• _The task_
Pull together every line from the entries below that contains the word "right".

• _Records shown_
(begin)
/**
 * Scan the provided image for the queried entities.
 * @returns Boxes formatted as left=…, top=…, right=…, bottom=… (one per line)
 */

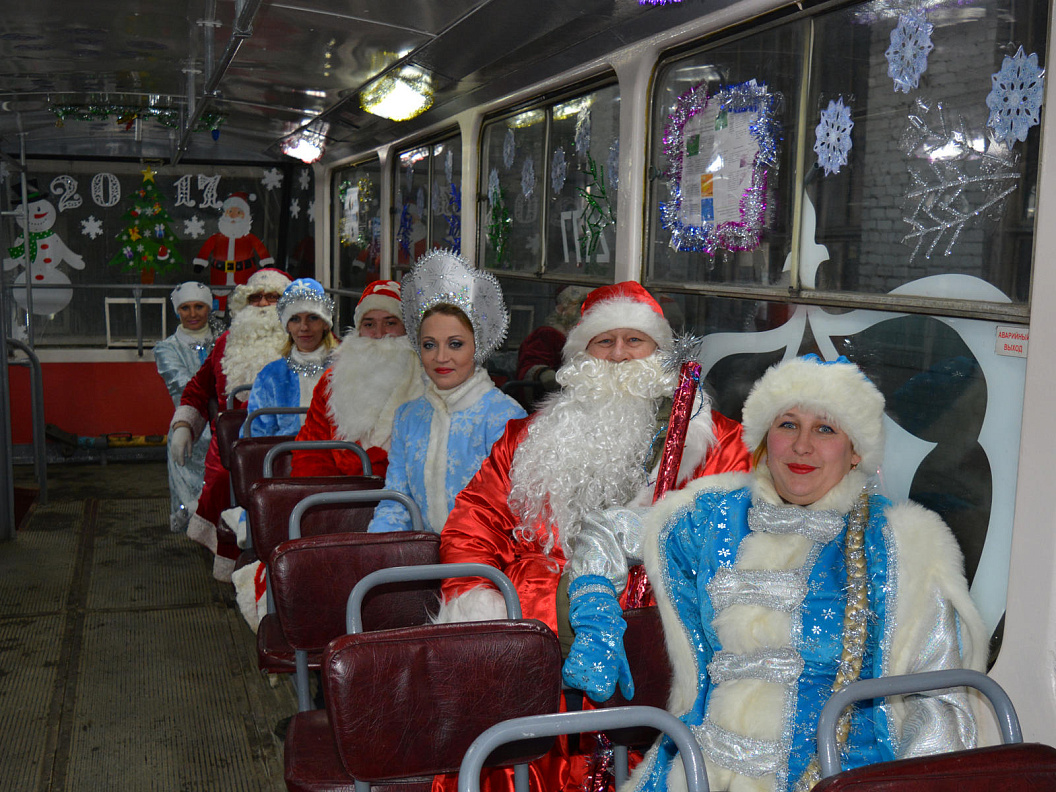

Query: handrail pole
left=4, top=338, right=48, bottom=506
(end)
• _Solution for this problem_
 * @returns Boxes formatted as left=…, top=…, right=…, bottom=… (one per line)
left=4, top=338, right=48, bottom=506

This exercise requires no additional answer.